▶ [DATASET ROWS]:
━━━━━━━━
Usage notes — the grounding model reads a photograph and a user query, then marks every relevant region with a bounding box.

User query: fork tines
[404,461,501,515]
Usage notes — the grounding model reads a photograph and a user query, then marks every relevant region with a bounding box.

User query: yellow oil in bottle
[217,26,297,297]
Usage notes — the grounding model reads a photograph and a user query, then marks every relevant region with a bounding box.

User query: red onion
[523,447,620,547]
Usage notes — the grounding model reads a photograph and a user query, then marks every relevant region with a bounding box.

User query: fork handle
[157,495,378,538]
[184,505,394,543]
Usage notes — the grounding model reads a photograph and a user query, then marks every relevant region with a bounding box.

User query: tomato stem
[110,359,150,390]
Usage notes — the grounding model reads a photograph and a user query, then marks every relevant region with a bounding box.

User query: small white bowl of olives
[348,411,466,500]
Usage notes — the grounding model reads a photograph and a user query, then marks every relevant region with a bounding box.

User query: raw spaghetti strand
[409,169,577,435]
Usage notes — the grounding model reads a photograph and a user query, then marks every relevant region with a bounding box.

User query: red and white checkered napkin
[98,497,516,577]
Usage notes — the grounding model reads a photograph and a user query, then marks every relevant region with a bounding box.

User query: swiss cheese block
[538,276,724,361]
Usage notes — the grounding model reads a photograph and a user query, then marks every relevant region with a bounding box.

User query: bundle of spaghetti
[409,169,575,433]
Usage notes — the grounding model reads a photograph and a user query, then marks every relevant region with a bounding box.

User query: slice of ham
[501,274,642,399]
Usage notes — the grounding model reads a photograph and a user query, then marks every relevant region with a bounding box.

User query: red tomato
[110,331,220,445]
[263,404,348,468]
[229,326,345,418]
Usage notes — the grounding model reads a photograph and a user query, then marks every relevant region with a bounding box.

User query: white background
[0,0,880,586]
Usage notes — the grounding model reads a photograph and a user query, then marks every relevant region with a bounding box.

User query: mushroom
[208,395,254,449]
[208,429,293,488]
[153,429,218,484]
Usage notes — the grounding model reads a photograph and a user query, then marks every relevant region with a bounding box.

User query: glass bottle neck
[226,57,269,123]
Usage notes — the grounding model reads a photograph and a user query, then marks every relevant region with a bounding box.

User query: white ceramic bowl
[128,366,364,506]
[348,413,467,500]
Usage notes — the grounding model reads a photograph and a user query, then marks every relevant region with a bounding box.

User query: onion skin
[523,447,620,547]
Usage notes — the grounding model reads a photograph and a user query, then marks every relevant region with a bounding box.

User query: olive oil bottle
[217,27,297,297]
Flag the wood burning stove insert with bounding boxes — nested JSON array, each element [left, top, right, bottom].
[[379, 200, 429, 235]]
━━━━━━━━
Rewrite the whole listing above, changing every "grounding model" to "labeling tool" and leaving all else as it is.

Usage notes — the labeling tool reads a photograph and a user query, then marks every relevant region with a bounding box.

User query: fork tines
[404,461,501,515]
Usage notes — the labeling tool reads a photograph and a user query, then marks every relevant region with a bounding box.

User query: yellow oil in bottle
[217,26,297,297]
Usage notes — the labeling tool reads a photograph and a user query, then marks every relevant region with a bounding box.

User query: red onion
[523,447,620,547]
Usage notes — the labeling tool reads a photograph and a user query, then marks every relevant region with a bounding box.

User query: fork handle
[157,495,378,538]
[184,505,394,543]
Usage notes — the labeling tool reads a photograph and a user query, then marks every relevant region with a bounding box.

User query: tomato stem
[110,359,150,390]
Usage notes — the labeling tool reads a photograph and a user query, then marks every relevant region with a bounding box.

User query: small white bowl of olives
[348,411,466,500]
Usage notes — the labeling tool reads a photograph and a user query, then marks every relevant region with a bounding box.

User query: raw spaghetti strand
[409,169,577,435]
Usage notes — the labeling tool reads a photograph and a user query, then marks every relevant region with a bounding box.

User query: red and white checkered napkin
[98,497,516,577]
Usage notes — the labeling tool reads a photograph and a user query, then marks every relevant region with a bounding box.

User query: swiss cheese block
[538,276,724,361]
Usage notes — the labeling tool reads a photograph and a user query, then marks every relevant region with a bounding box.

User query: bundle of spaghetti
[409,169,575,433]
Usage notes — the labeling tool reads a photograph and a user query, then marks every relevant region with a bounding box.

User query: slice of ham
[501,274,642,399]
Usage notes — the labeling tool reads a photograph and a user query, then marks every relevant region with a bounding box.

User query: red tomato
[110,331,220,445]
[263,404,348,468]
[229,326,345,418]
Usage notes — the labeling tool reads a photograph and a user query, then marks every relevant region with a bounding box.

User query: white background
[0,0,880,586]
Usage notes — the labeling tool reads a photograph and a user query, then marks every relevant region with a bounding box.

User query: mushroom
[208,395,254,449]
[208,429,293,488]
[153,429,218,484]
Usage notes — the labeling tool reads a photograph and a user query, then marks every relevant region with a bounding box.

User query: glass bottle neck
[226,57,269,123]
Usage notes — the labeling tool reads a photograph and a user query, then marks every relevant region with a bounding box.

User query: white ceramic bowl
[128,366,364,506]
[348,413,467,500]
Usage notes — the labeling tool reads a photograph and a user query, then marks every relevant region with a bounding box.

User query: onion skin
[523,447,620,547]
Usage notes — the labeling tool reads a photograph and a user query, then marks every relevant region with a bounding box.

User query: olive oil bottle
[217,27,297,297]
Flag the wood burning stove insert with bounding boxes — nested JSON array, each element [left, top, right, bottom].
[[379, 200, 429, 235]]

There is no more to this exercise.